STATED GOAL: Write the material out again in full, word for word. Do not include the pictures.
-- START RECORDS SHOWN --
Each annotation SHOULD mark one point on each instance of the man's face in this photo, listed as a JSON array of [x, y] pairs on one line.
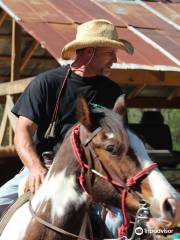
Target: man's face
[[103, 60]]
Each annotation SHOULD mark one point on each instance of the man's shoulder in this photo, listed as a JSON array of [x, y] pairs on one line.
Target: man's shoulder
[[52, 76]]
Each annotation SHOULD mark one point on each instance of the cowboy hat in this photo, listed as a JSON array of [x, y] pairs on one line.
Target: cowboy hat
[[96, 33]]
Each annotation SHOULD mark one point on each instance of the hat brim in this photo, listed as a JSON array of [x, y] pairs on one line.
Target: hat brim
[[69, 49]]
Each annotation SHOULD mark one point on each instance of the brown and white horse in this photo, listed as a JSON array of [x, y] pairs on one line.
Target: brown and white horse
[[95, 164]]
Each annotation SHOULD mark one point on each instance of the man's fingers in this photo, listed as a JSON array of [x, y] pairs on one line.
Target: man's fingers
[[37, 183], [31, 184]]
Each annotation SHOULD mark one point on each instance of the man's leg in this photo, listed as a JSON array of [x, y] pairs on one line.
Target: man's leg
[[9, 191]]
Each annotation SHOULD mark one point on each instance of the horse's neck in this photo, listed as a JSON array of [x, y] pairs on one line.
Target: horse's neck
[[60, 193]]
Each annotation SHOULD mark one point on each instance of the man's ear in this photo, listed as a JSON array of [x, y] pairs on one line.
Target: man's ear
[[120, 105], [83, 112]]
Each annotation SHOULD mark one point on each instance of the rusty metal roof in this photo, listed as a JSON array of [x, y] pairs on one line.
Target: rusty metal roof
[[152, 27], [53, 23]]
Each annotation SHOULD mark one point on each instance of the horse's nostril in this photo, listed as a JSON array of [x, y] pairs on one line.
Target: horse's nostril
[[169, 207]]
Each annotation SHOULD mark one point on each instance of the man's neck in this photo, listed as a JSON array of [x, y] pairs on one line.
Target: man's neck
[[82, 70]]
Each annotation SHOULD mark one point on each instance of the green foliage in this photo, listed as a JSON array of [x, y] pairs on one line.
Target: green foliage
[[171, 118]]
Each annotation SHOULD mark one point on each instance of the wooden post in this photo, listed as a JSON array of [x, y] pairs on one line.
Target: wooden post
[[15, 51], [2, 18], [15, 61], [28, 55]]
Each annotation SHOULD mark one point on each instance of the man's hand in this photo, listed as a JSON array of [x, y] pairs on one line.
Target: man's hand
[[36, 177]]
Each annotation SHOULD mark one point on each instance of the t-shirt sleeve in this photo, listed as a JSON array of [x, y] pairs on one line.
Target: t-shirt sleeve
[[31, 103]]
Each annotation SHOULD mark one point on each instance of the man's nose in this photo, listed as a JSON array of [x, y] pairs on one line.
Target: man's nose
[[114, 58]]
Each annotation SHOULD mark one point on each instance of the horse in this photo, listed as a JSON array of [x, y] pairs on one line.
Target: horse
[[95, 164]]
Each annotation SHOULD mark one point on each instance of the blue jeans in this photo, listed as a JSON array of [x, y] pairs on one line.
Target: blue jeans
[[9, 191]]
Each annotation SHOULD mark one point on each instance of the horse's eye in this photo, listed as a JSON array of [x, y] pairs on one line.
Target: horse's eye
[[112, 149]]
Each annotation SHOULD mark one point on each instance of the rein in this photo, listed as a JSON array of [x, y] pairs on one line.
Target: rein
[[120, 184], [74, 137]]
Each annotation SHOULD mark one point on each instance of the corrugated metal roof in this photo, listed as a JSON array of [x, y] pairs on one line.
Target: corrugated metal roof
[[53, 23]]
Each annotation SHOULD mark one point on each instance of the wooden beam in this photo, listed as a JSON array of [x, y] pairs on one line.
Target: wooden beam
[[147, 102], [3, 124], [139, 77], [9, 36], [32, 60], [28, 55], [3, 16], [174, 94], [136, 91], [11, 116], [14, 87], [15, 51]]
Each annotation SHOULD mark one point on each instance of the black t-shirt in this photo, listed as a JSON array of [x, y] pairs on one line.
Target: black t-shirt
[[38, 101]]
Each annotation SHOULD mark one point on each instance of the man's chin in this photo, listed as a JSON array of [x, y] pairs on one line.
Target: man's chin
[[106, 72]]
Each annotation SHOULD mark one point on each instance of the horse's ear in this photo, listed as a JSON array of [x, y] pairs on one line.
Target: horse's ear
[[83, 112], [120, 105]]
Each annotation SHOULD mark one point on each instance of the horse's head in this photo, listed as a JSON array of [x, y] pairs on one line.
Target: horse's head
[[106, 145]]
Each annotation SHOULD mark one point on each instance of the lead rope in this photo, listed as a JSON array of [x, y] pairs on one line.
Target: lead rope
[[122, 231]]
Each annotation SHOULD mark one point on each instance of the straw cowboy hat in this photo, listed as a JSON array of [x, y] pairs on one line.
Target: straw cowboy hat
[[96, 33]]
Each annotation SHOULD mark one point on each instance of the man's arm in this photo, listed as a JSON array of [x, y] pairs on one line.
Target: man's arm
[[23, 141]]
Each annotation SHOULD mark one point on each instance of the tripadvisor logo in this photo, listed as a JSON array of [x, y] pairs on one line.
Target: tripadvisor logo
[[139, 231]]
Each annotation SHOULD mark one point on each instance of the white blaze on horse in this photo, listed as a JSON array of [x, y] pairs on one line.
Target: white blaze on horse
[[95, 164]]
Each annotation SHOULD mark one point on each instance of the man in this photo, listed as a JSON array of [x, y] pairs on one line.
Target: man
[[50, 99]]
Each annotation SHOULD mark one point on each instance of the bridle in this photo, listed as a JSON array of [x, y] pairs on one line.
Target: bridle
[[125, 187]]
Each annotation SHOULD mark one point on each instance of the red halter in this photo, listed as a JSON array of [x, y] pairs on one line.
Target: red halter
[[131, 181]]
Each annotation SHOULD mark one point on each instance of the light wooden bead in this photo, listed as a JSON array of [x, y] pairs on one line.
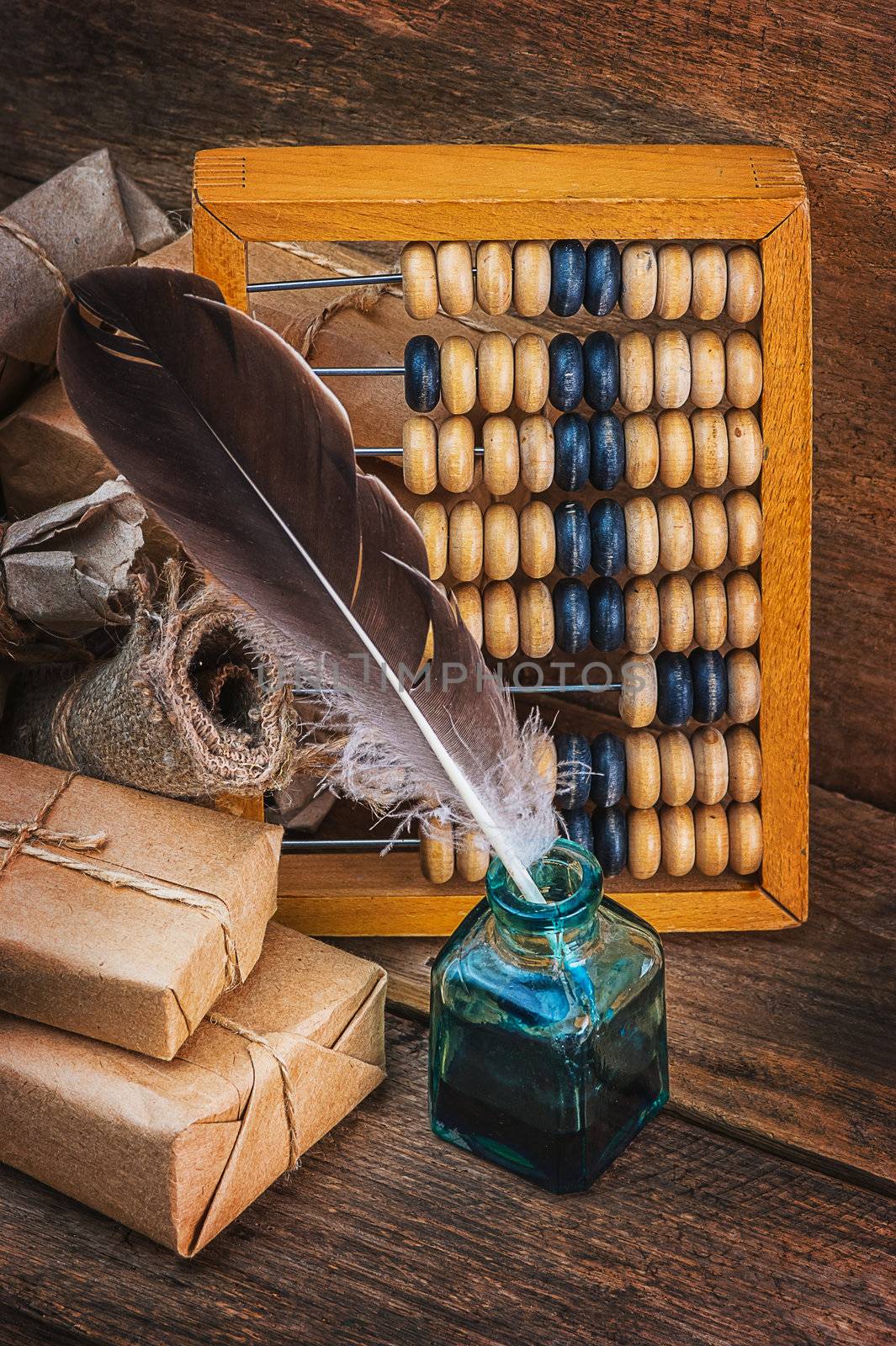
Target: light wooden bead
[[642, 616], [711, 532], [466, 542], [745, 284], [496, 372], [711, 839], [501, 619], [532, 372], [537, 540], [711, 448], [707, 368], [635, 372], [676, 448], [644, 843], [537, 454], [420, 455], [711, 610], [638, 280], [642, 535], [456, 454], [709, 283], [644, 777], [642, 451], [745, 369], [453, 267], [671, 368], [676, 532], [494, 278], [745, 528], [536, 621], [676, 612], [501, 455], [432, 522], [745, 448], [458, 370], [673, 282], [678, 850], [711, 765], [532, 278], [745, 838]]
-- END RECORDS SHOWN --
FULL ANSWER:
Each annotation SHOULD mark one point on each instance of the man's face in this photo, listed as a JSON array of [x, y] pairs on one line.
Target: man's face
[[103, 60]]
Each annotation SHOULD mark one point on each instance of the man's shoulder in this photo, listed as a JSON array of [x, y] pairs on one line.
Target: man's shoulder
[[52, 76]]
Each annotation SHOULD mark one point on each instance of the cowboy hat in this photo, listed as a JSON array of [x, y] pairs on one line.
Target: cowboy hat
[[96, 33]]
Each annotation SHOULD mark one point on each instance of the hat brim in this photo, listed as a JSON array of [x, y] pairs on one line.
Target: hat brim
[[69, 49]]
Each annotation SHOULD mark one point on each instance of the brown and white horse in this photo, listed as a JSON array of [x, y] pairs on one line.
Target: brown and white horse
[[95, 164]]
Each annotation SHOULD mark one point on each instance of the man's fingers in this photo, listed as a JSON array of [x, y] pairs on one line.
Target: man's fingers
[[37, 183], [31, 184]]
Each annotation SHOULD mark one point on each instance of the man's leg in this photo, listed as a JSON array of [x, y] pairs on one line.
Target: man's leg
[[9, 191]]
Each annotation SHOULD mark one point on each instance of the horse's neck in this photo, listed as a JSON array of [x, y] pairs on one line.
Target: horse's neck
[[60, 193]]
Each annotation SHOULD mark one point on each instance of the man's ear in this photo, listed as a JSON array of [x, y] pairs on one line.
Target: man's ear
[[120, 105], [83, 112]]
Each annotation SHOULD mark one point on each instance of the rusty metal roof in this photo, listed as a JSON array of [x, y] pairs on one line.
Target: rusty metal roof
[[152, 27], [53, 23]]
Each annotation SHOULD mark one point on each instance of the horse's nostril in this photo, listed as a JSON array of [x, y] pairs on one line.
Target: horse's nostril
[[169, 207]]
Each annotation SHOULD mark one point on each instance of the man's neck in this photo, listed as a JSON array of [x, y] pairs on one line.
Target: man's neck
[[82, 70]]
Each annotation SHOULD mark one point on each instance of the green foliage in this photo, listed as a JSON array of [x, y] pairs on one line.
Target: green foliage
[[171, 118]]
Each annotation SHOULD mark one point on each instance of the wooden post in this photo, listed as a JSON array of [x, y] pairs on one line.
Target: wooden post
[[15, 51], [2, 18], [15, 61], [28, 55]]
Each annotation SHOULD mark one point on each instance of the man's hand in this photo, listed as a JSON array of [x, y] pairs on one line.
Target: man's hand
[[36, 177]]
Each annotation SHOULD mark one point on each instance of the t-shirt sleeve in this photo, listed as a JSON array of [x, y] pairs on one line.
Target: t-shirt sleeve
[[31, 103]]
Each annotation SHOULD mark one point on each instance of the man's nose in this photo, listed as a JSON array of [x, y] pairs on one line.
Target: man's nose
[[114, 58]]
Each annotation SHOULD mark one point on each instance of the horse in this photo, listed as a JSON array of [x, y] pairs on one line.
Target: horse
[[95, 164]]
Each annotation SHOULD mark one point on each instance of the blue jeans in this photo, listed as a JSON array of [x, y] pairs on one line.
Target: blue jeans
[[9, 191]]
Each annotation SHOULD mark one point on each instance of the horse's eye in this photo, listed as a JSON array of [x, y] pairs on one line.
Target: horse's eye
[[112, 149]]
Each annotation SHOULD mark one point on each instance of the rein in this photo, listed as a JSON array of [x, y] pairs on one line.
Target: rein
[[120, 184], [74, 137]]
Each annotation SHOULD mark one point on each instance of the corrugated metal roof in this photo, listed as a JSON array of [x, y] pairs on one line.
Target: corrugated metal roof
[[53, 23]]
Each annotation SHOULD mark one point on each instance of the wooden beam in this photo, listed as a JSON array of [x, y] pairs on one line.
Target: wooden beam
[[147, 102], [3, 124], [139, 77], [9, 36], [32, 60], [28, 55], [3, 16], [174, 94], [136, 91], [11, 116], [14, 87], [15, 51]]
Each annotation SHOULD mark one point on each instance of the black t-shirt in this photo, listed as a JSON array of [x, y] pairs on one line.
Target: black t-shirt
[[38, 101]]
Each annotation SHOULD mark one point on each instance of the man's chin in this photo, listed as a JSON array of [x, y] pairs on one line.
Target: man's chin
[[106, 72]]
Each annotation SHOULD mark one point on each instance of the horse's ear in this photo, listed as a JSON array of [x, y] pairs on one line.
Target: horse's ear
[[83, 112], [120, 105]]
Each annotation SHOULD mark one point on each instance of the horse's head in this photo, listed as a JSON array of [x, y] pairs on one line.
Target: horse's head
[[106, 145]]
Each annotation SHOULD mark one point on each instance of the lead rope in this photo, listed as a JSON array of [x, y] pairs on one line.
Target: lead rope
[[122, 231]]
Each annotation SHOULD mark one point on each instance of the straw cowboy hat in this photo, listed as a JSON array of [x, y] pairs on one line.
Target: straw cowboy hat
[[96, 33]]
Each annotation SHOULD mark one point on each instance of the man's arm in this photo, listed as a JSON array of [x, y] pairs on one line.
Target: man's arm
[[23, 141]]
Each annotation SHOULD mark one point on each instance of the tripadvisor logo in this photo, listed as a JSON array of [x, y] pairs on one line.
Target: tripadvisor logo
[[139, 231]]
Each annotation SHOULD mark one point on each instance of the white blaze on horse in this photo, listed as a JSON array of [x, y] pairs on one line.
Target: white blaze on horse
[[95, 164]]
Each annotation SHOULD mark one point on each instance of the man in this photo, listed as a JSON array of [x, y] pairs on one line.
Target: man
[[50, 99]]
Each annotation SHOULD mark one point on each instance of the bridle in this photo, listed as a JSON array of [x, y] pairs on one line.
Target: bridle
[[125, 187]]
Each annotation SHOULD mark one point on each instance of the red halter in this photo, listed as a JSON array of [x, y] pairs on one line.
Target: red halter
[[131, 181]]
Each annotation SHOULD mark one point on each instance of the light wooden bead in this photo, listed as a JSON array of [x, y] pairs on one line.
Target: light wooden bead
[[642, 616], [711, 532], [466, 542], [745, 284], [496, 372], [711, 839], [501, 619], [532, 372], [537, 540], [711, 448], [707, 368], [635, 372], [676, 448], [644, 843], [537, 454], [420, 455], [711, 610], [638, 280], [642, 535], [456, 454], [709, 283], [644, 777], [642, 451], [745, 369], [453, 267], [671, 368], [676, 532], [494, 278], [745, 528], [536, 621], [676, 612], [501, 455], [432, 522], [745, 448], [458, 370], [673, 282], [678, 850], [711, 765], [532, 278], [745, 838]]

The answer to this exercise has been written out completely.